* _EXERCISE_
Repeat, word for word and with nothing added, each line from the one containing "Note: for this drill, pin each instance of the asphalt" to the final line of the data, keeping both ends. Pictures are not part of the copy.

* _ENTRIES SUPPLIED_
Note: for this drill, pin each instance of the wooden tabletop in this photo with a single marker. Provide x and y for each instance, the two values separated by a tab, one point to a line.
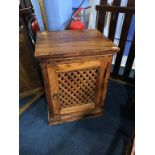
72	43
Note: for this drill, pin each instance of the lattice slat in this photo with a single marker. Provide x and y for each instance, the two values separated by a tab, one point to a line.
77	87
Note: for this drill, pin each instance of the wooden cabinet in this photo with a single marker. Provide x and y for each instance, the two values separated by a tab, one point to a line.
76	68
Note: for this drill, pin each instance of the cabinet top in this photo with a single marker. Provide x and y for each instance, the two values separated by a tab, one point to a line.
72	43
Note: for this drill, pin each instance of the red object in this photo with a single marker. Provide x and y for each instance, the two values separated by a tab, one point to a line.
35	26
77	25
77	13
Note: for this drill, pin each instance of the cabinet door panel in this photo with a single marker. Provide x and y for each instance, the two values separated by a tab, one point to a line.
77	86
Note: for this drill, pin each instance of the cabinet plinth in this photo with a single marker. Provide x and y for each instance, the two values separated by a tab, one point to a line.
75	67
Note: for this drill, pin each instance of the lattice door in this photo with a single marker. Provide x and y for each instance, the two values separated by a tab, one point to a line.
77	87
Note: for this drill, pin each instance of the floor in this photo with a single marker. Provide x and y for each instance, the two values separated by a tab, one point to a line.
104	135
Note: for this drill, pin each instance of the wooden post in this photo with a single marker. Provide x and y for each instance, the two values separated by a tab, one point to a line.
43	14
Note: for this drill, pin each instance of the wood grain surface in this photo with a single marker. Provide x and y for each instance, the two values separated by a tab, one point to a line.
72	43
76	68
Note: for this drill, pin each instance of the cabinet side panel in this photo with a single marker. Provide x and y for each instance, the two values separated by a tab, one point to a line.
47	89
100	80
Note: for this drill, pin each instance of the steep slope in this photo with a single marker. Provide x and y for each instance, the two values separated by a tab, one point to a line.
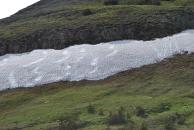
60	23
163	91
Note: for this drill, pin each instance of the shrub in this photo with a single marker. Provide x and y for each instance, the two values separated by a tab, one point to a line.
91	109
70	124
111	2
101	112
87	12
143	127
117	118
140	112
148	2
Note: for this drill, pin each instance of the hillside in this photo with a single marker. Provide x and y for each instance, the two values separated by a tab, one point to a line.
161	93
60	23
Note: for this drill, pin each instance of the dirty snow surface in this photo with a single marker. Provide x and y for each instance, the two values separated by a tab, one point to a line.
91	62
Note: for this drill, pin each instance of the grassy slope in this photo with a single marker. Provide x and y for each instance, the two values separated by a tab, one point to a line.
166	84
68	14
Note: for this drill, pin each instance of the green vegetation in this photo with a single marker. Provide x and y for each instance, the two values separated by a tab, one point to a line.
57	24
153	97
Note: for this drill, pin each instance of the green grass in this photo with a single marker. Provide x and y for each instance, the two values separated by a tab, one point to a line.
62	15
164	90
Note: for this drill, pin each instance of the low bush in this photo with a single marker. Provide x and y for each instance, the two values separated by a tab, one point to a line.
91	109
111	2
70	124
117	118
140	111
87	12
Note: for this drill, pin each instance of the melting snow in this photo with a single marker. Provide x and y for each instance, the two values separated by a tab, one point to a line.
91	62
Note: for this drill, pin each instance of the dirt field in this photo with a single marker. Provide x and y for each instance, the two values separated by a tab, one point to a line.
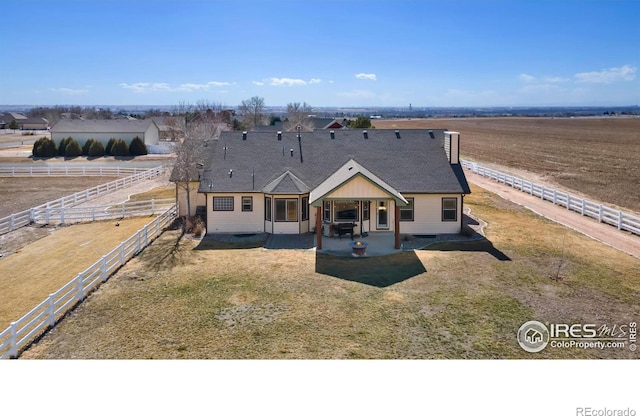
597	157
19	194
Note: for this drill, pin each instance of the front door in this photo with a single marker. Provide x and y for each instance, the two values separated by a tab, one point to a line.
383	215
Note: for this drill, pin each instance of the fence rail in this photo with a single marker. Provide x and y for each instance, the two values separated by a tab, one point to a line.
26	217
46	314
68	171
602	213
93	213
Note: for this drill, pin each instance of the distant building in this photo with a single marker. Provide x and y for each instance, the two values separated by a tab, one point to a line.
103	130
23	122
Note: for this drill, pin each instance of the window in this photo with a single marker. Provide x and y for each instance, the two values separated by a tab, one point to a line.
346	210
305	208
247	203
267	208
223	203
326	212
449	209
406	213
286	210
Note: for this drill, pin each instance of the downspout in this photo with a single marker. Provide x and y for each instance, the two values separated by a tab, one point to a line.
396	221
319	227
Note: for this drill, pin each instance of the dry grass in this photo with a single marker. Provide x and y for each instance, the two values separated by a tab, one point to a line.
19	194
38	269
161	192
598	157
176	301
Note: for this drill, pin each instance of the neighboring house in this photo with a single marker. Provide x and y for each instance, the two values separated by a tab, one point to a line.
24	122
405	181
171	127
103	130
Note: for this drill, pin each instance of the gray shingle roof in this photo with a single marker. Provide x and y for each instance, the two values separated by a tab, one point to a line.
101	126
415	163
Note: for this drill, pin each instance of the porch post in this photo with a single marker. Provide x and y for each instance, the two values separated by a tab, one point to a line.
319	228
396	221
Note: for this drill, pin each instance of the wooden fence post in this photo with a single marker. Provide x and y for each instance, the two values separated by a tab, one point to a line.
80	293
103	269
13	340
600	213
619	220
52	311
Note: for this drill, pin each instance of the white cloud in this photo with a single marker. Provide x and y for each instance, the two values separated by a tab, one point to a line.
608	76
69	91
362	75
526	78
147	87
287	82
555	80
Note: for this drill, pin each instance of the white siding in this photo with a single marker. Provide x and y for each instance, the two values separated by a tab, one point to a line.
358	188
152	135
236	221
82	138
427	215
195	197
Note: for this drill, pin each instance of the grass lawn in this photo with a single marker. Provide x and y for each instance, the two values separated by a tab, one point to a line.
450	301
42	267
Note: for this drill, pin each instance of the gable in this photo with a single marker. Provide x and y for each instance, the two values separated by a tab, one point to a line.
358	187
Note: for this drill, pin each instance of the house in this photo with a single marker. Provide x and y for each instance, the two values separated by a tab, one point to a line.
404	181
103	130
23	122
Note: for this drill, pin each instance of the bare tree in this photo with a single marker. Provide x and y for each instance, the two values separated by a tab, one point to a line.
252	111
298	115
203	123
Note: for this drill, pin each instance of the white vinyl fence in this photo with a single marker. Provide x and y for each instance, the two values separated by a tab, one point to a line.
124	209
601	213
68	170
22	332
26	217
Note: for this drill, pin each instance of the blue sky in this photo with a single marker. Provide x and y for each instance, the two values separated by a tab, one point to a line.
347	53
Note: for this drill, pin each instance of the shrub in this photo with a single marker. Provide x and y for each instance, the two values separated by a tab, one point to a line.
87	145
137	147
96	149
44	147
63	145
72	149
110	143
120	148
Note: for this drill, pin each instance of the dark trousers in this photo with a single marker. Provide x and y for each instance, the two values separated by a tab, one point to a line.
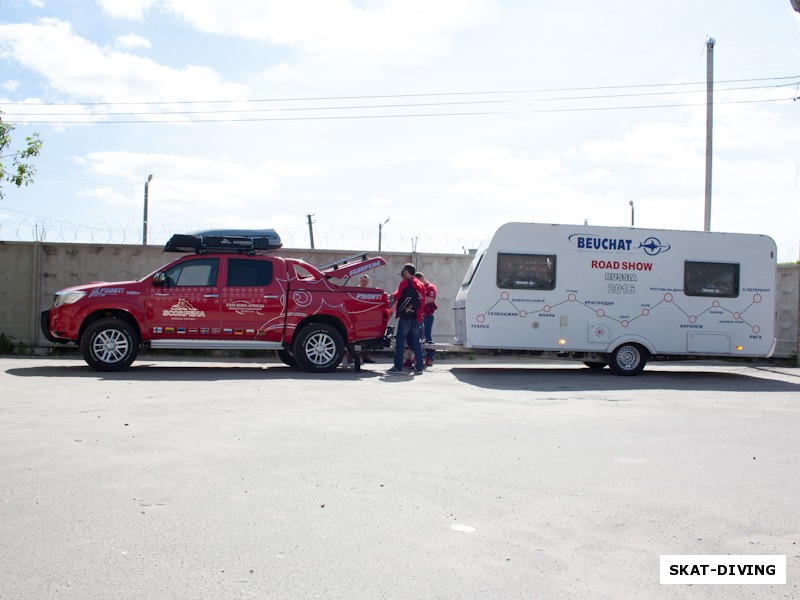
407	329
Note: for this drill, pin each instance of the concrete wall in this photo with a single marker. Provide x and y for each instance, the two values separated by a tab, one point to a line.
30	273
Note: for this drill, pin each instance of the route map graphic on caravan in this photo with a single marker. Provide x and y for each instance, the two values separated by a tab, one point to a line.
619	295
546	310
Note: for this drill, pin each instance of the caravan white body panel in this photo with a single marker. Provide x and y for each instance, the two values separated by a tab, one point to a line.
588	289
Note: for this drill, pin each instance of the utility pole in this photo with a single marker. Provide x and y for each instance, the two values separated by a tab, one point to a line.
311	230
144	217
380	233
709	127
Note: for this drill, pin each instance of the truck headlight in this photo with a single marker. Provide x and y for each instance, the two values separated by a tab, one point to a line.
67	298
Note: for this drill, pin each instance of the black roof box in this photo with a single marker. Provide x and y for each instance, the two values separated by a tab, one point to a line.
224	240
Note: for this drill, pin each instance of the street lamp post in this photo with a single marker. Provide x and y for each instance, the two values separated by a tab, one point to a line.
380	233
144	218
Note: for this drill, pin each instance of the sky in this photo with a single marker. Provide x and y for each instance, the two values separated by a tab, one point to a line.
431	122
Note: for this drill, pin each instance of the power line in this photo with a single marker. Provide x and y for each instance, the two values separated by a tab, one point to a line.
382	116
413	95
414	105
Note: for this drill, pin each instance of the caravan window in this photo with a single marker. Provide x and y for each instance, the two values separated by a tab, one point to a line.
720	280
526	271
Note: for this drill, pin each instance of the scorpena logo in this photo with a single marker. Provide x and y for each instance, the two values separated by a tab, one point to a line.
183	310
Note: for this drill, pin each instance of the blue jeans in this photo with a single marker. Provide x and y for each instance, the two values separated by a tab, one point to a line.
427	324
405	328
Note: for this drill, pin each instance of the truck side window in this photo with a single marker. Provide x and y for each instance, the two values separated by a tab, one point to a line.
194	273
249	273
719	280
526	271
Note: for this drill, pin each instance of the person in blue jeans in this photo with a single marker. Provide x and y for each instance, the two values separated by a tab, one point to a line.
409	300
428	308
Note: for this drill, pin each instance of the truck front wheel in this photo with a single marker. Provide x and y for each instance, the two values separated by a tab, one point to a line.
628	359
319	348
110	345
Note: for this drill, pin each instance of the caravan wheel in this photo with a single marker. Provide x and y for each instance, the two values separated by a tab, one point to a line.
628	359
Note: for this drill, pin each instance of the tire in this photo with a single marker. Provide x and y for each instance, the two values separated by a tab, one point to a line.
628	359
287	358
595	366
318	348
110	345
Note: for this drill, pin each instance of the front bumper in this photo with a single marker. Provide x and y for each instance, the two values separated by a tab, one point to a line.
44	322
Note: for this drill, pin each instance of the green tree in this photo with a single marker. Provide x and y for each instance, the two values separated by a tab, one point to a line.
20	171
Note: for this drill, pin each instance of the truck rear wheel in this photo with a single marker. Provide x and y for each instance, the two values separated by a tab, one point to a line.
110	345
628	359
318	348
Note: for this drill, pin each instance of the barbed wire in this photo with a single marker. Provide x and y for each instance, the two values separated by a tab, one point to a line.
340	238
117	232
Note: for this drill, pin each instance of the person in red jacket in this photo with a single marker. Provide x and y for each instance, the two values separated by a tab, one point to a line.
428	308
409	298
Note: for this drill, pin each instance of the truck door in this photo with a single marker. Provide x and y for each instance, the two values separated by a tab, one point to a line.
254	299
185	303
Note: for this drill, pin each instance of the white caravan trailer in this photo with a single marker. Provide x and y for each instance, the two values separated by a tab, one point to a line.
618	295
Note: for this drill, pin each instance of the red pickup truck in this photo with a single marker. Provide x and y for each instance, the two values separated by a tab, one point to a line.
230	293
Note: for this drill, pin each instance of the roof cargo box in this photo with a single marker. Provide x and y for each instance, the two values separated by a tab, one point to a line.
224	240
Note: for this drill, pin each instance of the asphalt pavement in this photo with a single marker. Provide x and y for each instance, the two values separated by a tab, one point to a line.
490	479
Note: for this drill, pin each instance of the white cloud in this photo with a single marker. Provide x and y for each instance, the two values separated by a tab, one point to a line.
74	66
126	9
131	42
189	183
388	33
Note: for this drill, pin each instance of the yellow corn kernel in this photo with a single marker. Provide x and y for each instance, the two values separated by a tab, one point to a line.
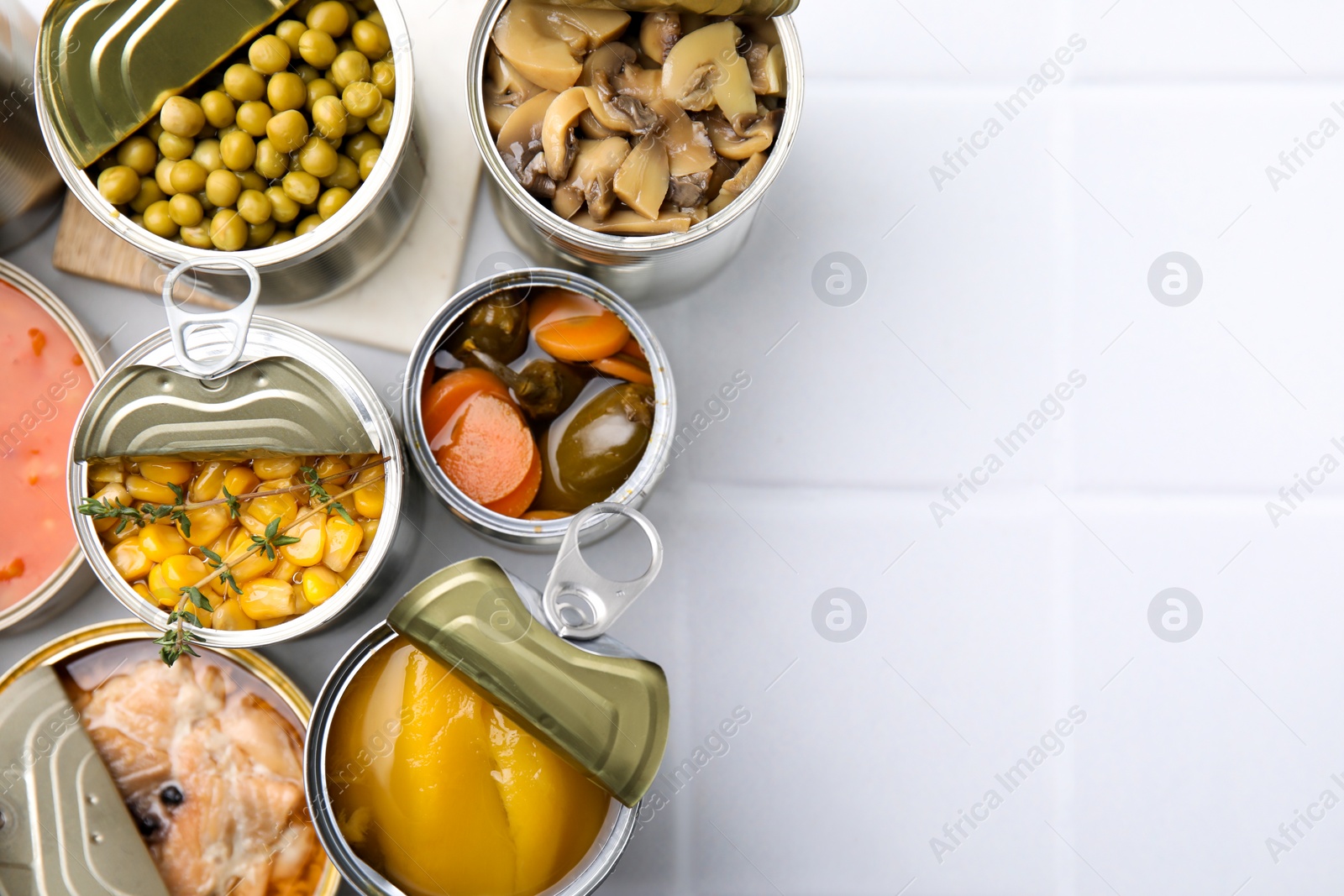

* _ANSWER BOX_
Note: for this drill, pin each instance of the asphalt pavement in this photo with a single marker. Provide x and y for each instance, the two values separated by a tab, one point to a line.
490	479
Note: for this drill, pin each instance of the white cloud in this photo with a single marker. Provide x and y for each instance, the two values separated by a tab, one point to a line.
74	66
126	9
131	42
189	183
388	33
Note: for this drill, pin each instance of the yellow corn kernel in this photo with a single marker. Provide x and y for each instance, the two values separated by a tab, one point to a line.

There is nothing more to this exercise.